**ПИСЬМЕННОЕ ЗАДАНИЕ**: Пожалуйста, продолжите отрывок о лошадях и скачках, начав сразу после его последней фразы.

Туркменские сеизы (тренеры) имеют такие приметы, что лошадь готова скакать: она основательно «высушена», шея у нее как бритва, ребра можно пересчитать пальцем, а если тронуть мускулы на крупе, то они – струна. Но опять-таки приметы действуют не сами по себе, у всякой лошади свой организм, свой характер и соответственно свои приметы, свои боевые кондиции. К скачке принято лошадь «выдерживать», «сушить», однако есть, тем не менее, лошади, которые любят, напротив, скакать «в теле». Чрезмерно подсушенные, они терпят неудачу. На это у каждого тренера и жокея имеются свои секреты.

Наш тренер-ветеран, девяностолетний Джамбот Камбегов выставил на Большой дистанционный приз рыжего Сардара, признанного «фляйера», значит, годного лишь на короткие дистанции. «Стар стал дед! Стар», – единодушно качали головами опытнейшие конники.

Прозвучал колокол. Понеслись. Сардар словно лишь звался Сардаром, каким его знали, а по дорожке, казалось, летела совсем другая лошадь – рыжий был легким победителем.

…В Париже на ипподроме Лоншан перед Призом Триумфальной арки, где должен был скакать наш Анилин, к нашим конникам вдруг подошел старый негр. Винкфилд! То был Джеймс Винкфилд, скакавший с большим успехом в начале XX века в России.

– Хорошая лошадь, – сказал он про Анилина с акцентом, однако по-русски, – но, мне думается, не совсем в форме. Работы было, должно быть, маловато.

«Я и сам знал, – говорил наш тренер, – что работы Анилину на этот раз не хватило». Он поздно поступил из завода в Москву, а в Москве, как нарочно, испортилась погода. Даже контрольного галопа не успели сделать».

– А конюшенного мальчика, что у вас в Москве работал, вы помните? – спросил он жокея-патриарха.

Один старик вгляделся в другого старика. И засмеялся негр. Все засмеялись. Улыбки значили, что «свой своего познаше», что знание лошади ни того, ни другого не обманывает, и потому они вполне понимают друг друга.

Беседы у конюшни

«Лучше всего, здоров я или болен, чувствую себя в седле»

Монтень


Иппическая пропедевтика

«Уж, коль скоро выпала нам участь, путем практики, обрести всевозможные навыки в искусстве верховой езды, то мы желали бы передать молодому поколению, как, по нашему разумению, надо правильно обращаться с лошадью».

Ксенофонт

– Александр Македонский на вашем бы месте, – говорит мне опытнейший и ученейший зоотехник Липпинг, – не проиграл, как вы на Трагике бездарно остались сзади, опозорив способную молодую лошадь.

**ПЕРЕЧЕНЬ ДАННЫХ**:

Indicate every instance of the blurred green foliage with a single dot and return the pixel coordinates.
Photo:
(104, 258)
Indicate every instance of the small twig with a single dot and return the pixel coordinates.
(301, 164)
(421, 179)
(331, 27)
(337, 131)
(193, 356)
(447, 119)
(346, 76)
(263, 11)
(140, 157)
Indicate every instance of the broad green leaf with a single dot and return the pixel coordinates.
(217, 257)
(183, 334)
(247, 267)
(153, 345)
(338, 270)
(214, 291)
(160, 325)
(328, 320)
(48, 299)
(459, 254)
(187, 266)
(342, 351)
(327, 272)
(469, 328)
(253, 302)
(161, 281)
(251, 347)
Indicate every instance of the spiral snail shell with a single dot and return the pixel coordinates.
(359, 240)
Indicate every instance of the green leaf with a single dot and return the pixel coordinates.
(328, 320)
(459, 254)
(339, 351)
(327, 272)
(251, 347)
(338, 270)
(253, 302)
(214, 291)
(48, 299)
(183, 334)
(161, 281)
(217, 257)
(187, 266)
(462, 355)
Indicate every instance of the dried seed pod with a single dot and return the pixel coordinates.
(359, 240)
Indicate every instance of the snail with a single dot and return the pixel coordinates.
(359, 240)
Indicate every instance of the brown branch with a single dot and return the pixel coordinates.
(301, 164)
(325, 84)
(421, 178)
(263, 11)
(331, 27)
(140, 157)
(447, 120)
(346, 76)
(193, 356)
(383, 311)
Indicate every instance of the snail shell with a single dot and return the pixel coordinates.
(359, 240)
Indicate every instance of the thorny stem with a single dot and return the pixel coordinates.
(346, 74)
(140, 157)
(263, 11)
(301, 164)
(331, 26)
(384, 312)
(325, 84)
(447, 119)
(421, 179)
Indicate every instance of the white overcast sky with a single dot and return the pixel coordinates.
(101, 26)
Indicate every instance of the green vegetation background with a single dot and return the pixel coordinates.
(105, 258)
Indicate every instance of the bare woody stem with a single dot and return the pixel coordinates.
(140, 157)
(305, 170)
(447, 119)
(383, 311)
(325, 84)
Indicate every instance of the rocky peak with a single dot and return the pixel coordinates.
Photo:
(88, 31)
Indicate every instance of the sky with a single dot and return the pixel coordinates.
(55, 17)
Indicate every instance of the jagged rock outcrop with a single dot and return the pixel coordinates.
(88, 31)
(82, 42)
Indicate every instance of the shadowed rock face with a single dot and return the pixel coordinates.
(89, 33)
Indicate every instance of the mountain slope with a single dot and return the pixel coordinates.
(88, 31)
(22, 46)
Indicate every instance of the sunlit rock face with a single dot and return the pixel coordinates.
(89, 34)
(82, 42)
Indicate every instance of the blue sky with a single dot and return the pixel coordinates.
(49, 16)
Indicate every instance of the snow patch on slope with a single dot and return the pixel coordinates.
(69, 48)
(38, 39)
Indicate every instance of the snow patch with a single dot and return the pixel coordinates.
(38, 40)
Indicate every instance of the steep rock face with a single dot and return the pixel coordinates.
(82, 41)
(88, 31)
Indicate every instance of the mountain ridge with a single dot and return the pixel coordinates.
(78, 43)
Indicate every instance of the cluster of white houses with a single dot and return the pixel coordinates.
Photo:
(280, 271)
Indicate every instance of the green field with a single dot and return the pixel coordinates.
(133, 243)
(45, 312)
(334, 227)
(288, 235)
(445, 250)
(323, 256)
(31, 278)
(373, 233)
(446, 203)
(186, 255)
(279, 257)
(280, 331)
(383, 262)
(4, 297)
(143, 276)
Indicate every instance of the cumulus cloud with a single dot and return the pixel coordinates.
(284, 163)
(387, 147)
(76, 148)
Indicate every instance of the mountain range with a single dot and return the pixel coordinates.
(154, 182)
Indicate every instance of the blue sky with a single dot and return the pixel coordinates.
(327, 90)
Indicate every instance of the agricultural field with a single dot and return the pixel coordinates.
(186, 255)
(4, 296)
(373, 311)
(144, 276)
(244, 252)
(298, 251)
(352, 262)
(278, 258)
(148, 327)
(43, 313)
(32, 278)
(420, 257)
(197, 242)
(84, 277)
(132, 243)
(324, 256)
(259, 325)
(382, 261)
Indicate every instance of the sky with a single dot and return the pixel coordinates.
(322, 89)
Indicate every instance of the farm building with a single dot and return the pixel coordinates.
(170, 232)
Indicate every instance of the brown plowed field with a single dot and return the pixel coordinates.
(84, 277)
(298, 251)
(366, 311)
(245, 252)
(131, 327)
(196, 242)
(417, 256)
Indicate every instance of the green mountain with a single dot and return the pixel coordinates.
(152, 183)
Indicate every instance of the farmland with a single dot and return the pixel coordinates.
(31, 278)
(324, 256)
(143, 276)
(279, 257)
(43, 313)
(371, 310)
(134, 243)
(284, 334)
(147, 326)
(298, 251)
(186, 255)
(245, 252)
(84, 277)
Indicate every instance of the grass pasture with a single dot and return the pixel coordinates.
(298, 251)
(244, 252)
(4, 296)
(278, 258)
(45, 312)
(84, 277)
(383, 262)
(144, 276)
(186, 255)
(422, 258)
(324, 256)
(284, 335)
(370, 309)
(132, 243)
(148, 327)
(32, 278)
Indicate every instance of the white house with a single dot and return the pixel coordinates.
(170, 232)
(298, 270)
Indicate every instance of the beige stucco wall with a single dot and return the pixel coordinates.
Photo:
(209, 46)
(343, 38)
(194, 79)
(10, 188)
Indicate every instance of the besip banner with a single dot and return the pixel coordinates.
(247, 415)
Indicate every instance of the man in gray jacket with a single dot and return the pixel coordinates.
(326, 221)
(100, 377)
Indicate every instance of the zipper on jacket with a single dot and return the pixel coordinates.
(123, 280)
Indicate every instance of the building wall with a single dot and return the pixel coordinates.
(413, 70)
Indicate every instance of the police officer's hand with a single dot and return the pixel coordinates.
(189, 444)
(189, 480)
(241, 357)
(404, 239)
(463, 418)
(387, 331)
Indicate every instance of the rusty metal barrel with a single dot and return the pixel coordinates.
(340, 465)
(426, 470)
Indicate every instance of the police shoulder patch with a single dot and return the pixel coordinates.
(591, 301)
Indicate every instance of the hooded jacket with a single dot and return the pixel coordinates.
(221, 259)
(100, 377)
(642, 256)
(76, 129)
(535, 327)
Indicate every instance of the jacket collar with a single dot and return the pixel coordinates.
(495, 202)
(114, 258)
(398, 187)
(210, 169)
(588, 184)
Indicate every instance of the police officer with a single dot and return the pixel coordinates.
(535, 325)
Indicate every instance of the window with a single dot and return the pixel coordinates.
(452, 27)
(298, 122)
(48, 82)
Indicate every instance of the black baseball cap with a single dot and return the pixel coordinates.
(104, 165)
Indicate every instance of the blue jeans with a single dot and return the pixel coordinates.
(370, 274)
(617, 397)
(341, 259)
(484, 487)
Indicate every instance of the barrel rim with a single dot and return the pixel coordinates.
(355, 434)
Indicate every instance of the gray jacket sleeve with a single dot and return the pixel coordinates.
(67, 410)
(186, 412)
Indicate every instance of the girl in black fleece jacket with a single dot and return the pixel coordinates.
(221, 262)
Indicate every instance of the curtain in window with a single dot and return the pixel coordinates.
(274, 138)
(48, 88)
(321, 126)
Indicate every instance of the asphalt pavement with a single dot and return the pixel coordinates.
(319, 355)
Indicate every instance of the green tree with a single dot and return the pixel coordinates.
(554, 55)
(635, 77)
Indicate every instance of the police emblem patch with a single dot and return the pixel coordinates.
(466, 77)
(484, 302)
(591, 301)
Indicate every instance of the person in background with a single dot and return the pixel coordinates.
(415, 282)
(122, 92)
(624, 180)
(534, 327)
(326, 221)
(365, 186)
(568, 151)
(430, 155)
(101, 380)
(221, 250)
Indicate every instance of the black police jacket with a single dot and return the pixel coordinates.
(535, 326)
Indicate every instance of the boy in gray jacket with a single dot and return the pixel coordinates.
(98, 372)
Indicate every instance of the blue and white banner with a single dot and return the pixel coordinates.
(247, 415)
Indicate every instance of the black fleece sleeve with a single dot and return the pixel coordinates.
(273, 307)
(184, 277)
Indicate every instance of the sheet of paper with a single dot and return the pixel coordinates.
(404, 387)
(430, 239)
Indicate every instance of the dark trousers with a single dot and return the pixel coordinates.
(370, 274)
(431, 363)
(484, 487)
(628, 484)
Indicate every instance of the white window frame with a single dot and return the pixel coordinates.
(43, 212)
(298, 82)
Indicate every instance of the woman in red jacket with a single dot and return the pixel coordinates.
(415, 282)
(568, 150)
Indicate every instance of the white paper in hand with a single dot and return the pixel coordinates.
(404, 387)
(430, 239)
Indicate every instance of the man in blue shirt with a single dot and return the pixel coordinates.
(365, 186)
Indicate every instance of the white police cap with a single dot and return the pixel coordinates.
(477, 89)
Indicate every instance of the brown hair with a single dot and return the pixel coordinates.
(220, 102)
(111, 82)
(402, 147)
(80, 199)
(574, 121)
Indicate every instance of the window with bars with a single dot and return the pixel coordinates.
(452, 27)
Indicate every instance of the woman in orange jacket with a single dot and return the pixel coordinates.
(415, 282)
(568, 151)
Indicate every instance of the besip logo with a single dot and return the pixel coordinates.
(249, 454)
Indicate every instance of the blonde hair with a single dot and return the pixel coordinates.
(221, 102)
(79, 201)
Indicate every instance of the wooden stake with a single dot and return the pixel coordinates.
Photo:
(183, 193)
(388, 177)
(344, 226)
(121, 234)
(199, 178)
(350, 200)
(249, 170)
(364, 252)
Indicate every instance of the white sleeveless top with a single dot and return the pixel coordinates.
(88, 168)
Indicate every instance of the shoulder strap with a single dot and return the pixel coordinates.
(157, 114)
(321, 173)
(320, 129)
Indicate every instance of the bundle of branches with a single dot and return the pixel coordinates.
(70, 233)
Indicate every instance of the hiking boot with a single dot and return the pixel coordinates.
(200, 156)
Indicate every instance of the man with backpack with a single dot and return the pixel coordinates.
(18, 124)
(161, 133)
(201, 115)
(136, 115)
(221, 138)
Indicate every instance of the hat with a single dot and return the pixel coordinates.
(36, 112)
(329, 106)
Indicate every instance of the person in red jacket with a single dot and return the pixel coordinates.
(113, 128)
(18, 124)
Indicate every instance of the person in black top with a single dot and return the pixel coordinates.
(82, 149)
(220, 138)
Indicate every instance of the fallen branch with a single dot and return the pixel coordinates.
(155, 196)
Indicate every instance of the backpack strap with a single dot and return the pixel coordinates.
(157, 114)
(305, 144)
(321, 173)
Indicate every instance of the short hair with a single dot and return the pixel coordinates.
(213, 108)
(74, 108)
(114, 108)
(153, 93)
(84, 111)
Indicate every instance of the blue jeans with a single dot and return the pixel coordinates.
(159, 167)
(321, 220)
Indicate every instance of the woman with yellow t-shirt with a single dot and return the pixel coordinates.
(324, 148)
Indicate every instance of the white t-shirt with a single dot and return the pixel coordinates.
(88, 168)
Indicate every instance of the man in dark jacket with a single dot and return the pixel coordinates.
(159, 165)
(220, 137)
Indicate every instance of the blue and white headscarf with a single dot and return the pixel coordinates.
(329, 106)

**ОТВЕТ К ЗАДАНИЮ**:
Александр Македонский был, бесспорно, не нам грешным чета ездок, но вот что меня занимает как изучающего литературу – искусство словесное, в котором фантазия сочетается с фактами. Ученые называют это диалектикой правды и вымысла в соответствии с определением, какое дал, хотя и не очень удачливый, но очень большой любитель верховой езды, известный как автор «Фауста», то есть Гете.

Предание о работе Александра с легендарным Буцефалом говорит о том, что в самом деле он не сделал той ошибки, которую совершил я, выступая на Трагике. Молодой воин из Македонии учел, что конь его боится тени, боялся и Трагик. Ведь лошади, увидав перед собой на земле темное пятно, думают, что это яма, и от страха шарахаются в сторону как делал, судя по всему, Буцефал, или же на полном ходу прыгают через нее, что и проделал мой Трагик, сбившись с рыси на галоп (почему я и проиграл). Опытные наездники в наше время с помощью всевозможных приспособлений «собирают» рысака так, что весь пугающий его мир исчезает из поля его зрения, видит он одно только небо и «звезды считает», говорят про такую сборку, я же допустил промах, не сообразив надеть рысаку наглазники или козырек.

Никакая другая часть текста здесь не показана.